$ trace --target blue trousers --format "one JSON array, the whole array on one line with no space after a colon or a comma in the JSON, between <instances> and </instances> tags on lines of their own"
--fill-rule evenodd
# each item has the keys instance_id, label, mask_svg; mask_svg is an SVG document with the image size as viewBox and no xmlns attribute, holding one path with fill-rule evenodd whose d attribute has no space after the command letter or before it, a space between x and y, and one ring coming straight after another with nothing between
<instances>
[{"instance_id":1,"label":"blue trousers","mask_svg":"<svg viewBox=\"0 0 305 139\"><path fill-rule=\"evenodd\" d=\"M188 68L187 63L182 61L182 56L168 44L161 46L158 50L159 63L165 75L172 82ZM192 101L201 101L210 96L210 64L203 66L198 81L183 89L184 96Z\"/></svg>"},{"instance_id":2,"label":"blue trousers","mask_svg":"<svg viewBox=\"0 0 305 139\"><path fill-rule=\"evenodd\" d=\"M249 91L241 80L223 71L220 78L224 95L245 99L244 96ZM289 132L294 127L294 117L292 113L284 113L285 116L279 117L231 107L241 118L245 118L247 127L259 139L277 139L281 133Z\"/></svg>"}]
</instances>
########################################
# Problem details:
Rewrite all of the entries above, swapping "whole" for "full" and leaving every other part unchanged.

# Solution for this task:
$ trace --target blue trousers --format "one JSON array, the full array on one line with no space after a colon or a comma in the JSON, between <instances> and </instances> tags on lines of their own"
--fill-rule evenodd
# each item has the keys instance_id, label, mask_svg; mask_svg is an SVG document with the image size as viewBox and no xmlns attribute, holding one path with fill-rule evenodd whose d attribute has no space after the command letter or before it, a space between x and y, and one ring coming straight after another with nothing between
<instances>
[{"instance_id":1,"label":"blue trousers","mask_svg":"<svg viewBox=\"0 0 305 139\"><path fill-rule=\"evenodd\" d=\"M188 68L187 63L182 61L182 56L168 44L161 46L158 50L159 63L165 75L172 82ZM192 101L201 101L210 96L210 64L203 66L198 81L183 89L184 96Z\"/></svg>"},{"instance_id":2,"label":"blue trousers","mask_svg":"<svg viewBox=\"0 0 305 139\"><path fill-rule=\"evenodd\" d=\"M249 91L241 80L223 71L220 78L224 95L245 99L244 96ZM289 132L294 127L294 117L292 113L284 113L285 116L279 117L231 107L241 118L245 118L247 127L259 139L277 139L281 133Z\"/></svg>"}]
</instances>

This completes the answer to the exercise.